WRITTEN PROBLEM A ->
In the forum thread on interest-factor notation, what name does the book give the ratio F/P = (1 + i)^n?

----- TEXT BLOCK

These (F/A, i%, n) notations are awful.
You do not provide the exact meaning of (F/A, i%, n) .
Formulas (2.1) and (2.3) do not use the same notations as formula (3.3).
And furthermore, formulas (2.1) and (2.3) should not be the basis of the derivation!

Therefore, it is impossible to answer your question without guessing what you exactly want.
In addition, this exercise seems to depend on the context of this book and I do not have a copy of it.

I suggest you to go back to the definitions of the (F/A, i%, n) and (F/P, i%, n).

by the way, what are these F, A, P?

3. Jan 22, 2014

### s3a

Hello, and sorry for the delay.

I used to feel that way, until I programmed an application that calculated things for me easily (and that notation is very programming friendly). :)

(2.1):
(F/P, i%, n) = F/P = (1 + i)^n

(2.3):
(F/A, i%, n) = F/A = [(1 + i)^n – 1]/i

I had just listed them, with the goal in mind that whoever helped me knew what not to use.

I gave the algebraic definitions above. As for the theoretical definitions and meaning of variables from my book (Schaum’s Outline of Engineering Economics), they are as follows (with minor modifications).:

(F/P, i%, n):
Suppose that a given sum of money, P, earns interest at a rate i, compounded annually. The total amount of money, F (which I think is referred to as the “future worth”), which will have accumulated from an investment of P dollars after n years is given by F = P(1 + i)^n. The ratio F/P = (1 + i)^n is called the single-payment, compound-amount factor. The fuller notation for this ratio is (F/P, i%, n).

(F/A, i%, n):
Let equal amounts of money, A, be deposited in a savings account (or placed in some other interest-bearing investment) at the end of each year. If the money earns interest at a rate i, compounded annually, how much money will have accumulated after n years? To answer this question, we note that after n years, the first year’s deposit will have increased in value to F_1 = A(1 + i)^(n – 1). Similarly, the second year’s deposit will have increased in value to F_2 = A(1 + i)^(n – 2) and so on. The total amount accumulated will thus be the sum of a geometric progression.: F = F_1 + F_2 + . . . + F_n = A(1 + i)^(n – 1) + A(1 + i)^(n – 2) + . . . + A = A[(1 + i)^n – 1]/i. This implies that F/A = [(1 + i)^n – 1]/i. The ratio F/A = [(1 + i)^n – 1]/i is called the uniform-series, compound-amount factor. The extended notation for this ratio is (F/A, i%, n).

If I haven’t already done so, I can provide you with whatever else it is you need to know.

4. Jan 22, 2014

### haruspex

You're putting in an amount P in each of n-n1 years. The first amount will accumulate interest for n-1 years, the second for n-2, etc. That gives the sum (1).
An alternative way to think of those first n-n1 payments is in two stages:
- an F/A process of regular payments over n-n1 years, giving a future value (F/A, i%, n – n1);
- the investment of that resulting sum for n1 years, amplifying it by the factor (F/P, i%, n1)

5. Jan 26, 2014

### s3a

Thanks, haruspex, I get it now! :D

----------

WRITTEN PROBLEM B ->
In the records, reproduce word for word the stretch from the line containing "Point out the person in orange" through the line containing "(1178, 404)", with both of those lines included.

----- EXTRACTED INFORMATION

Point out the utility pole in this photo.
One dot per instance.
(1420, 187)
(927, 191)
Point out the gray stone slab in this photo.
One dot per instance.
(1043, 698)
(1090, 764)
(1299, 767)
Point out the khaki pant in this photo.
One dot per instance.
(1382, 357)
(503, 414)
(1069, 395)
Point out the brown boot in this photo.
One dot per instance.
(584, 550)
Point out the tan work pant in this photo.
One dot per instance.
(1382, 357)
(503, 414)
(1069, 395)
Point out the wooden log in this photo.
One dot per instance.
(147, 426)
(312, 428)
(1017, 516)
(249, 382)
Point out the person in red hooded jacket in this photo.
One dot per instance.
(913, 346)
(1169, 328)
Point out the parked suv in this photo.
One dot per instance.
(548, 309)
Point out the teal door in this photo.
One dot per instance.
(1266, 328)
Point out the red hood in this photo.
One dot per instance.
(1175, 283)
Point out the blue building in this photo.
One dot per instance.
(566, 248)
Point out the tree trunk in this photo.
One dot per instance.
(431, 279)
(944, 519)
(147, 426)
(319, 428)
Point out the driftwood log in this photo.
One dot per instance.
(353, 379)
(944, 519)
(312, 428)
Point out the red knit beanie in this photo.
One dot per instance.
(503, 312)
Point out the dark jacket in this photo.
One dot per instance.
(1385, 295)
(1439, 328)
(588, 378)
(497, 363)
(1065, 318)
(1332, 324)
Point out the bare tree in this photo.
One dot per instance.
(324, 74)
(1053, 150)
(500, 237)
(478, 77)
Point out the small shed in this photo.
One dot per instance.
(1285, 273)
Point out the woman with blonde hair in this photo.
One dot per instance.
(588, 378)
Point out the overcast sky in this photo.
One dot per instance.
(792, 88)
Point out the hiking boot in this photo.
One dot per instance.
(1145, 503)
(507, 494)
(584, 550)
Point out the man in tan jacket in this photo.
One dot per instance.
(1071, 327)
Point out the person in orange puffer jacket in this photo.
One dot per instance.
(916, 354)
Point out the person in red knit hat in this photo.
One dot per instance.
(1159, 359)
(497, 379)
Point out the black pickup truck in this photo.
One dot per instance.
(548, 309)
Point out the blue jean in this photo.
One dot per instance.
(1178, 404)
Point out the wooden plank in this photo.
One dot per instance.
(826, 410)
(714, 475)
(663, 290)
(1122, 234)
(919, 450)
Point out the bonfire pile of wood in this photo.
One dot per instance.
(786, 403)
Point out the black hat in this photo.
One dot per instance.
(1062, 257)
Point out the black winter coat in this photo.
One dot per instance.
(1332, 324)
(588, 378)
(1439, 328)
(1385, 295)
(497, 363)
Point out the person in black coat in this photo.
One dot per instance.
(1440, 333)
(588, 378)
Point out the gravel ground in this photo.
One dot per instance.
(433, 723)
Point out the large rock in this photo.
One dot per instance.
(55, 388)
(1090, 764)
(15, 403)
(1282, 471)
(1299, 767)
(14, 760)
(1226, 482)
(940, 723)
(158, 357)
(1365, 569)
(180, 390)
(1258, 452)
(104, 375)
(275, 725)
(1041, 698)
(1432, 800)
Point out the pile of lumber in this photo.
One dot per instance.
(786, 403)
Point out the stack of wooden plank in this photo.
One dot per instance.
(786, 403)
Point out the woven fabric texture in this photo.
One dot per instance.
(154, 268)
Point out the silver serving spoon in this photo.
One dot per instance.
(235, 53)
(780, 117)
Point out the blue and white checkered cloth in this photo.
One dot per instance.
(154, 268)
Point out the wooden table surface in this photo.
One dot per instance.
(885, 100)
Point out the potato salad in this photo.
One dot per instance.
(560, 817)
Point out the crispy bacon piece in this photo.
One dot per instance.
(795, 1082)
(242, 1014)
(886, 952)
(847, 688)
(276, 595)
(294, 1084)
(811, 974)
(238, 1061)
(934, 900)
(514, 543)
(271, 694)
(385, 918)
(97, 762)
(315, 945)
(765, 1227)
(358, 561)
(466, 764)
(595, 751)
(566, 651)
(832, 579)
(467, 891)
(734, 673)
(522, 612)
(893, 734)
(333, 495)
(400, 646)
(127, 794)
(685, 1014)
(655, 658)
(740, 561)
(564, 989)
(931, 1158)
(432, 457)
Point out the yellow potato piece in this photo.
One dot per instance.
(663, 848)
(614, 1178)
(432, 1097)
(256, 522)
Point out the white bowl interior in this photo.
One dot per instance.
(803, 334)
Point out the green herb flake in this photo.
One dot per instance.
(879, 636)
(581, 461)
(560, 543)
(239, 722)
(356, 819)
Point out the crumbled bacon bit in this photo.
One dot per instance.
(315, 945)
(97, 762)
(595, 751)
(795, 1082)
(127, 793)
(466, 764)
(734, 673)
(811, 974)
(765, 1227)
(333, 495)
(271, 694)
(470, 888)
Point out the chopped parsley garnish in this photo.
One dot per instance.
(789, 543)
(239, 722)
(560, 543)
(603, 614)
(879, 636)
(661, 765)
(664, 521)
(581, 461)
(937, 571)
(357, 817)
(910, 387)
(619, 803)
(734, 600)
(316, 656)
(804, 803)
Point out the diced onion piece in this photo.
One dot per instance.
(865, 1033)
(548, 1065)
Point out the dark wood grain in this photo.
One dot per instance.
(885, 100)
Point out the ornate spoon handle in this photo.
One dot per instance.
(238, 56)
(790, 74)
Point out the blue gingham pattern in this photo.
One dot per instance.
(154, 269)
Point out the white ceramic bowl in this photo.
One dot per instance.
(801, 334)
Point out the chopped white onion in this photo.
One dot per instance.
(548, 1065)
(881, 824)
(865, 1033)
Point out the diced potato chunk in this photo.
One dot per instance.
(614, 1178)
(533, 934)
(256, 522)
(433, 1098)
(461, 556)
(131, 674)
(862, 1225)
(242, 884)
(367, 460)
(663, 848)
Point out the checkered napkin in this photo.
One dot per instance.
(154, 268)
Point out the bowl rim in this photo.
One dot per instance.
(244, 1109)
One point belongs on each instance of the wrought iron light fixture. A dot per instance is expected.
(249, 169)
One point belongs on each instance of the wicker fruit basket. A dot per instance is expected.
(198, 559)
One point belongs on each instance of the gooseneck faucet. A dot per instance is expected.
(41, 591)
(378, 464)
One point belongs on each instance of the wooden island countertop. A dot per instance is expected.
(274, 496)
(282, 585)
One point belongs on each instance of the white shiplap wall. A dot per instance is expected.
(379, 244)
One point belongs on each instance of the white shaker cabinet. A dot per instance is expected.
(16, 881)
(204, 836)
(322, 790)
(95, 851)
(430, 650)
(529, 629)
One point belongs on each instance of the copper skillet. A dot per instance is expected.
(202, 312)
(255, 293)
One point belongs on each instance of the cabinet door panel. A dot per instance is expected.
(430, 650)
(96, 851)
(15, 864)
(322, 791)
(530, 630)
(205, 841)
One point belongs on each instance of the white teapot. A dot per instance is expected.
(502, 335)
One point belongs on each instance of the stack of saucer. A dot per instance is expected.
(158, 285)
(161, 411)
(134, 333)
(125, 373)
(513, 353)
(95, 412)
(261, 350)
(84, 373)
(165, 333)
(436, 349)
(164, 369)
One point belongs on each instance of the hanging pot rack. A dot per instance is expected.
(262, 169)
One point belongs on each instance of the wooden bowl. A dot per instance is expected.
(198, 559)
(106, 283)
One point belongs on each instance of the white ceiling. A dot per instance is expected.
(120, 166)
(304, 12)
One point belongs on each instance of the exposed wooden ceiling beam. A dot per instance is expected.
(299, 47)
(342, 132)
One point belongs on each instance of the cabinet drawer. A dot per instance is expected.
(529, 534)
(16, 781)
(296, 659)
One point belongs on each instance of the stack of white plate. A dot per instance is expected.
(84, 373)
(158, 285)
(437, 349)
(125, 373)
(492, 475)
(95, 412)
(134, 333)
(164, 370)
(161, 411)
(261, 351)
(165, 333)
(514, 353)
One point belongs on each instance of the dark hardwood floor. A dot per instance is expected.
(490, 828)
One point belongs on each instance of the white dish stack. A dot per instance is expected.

----------

RESULT A ->
The single-payment, compound-amount factor.

RESULT B ->
Point out the person in orange puffer jacket in this photo.
One dot per instance.
(916, 354)
Point out the person in red knit hat in this photo.
One dot per instance.
(1159, 359)
(497, 379)
Point out the black pickup truck in this photo.
One dot per instance.
(548, 309)
Point out the blue jean in this photo.
One dot per instance.
(1178, 404)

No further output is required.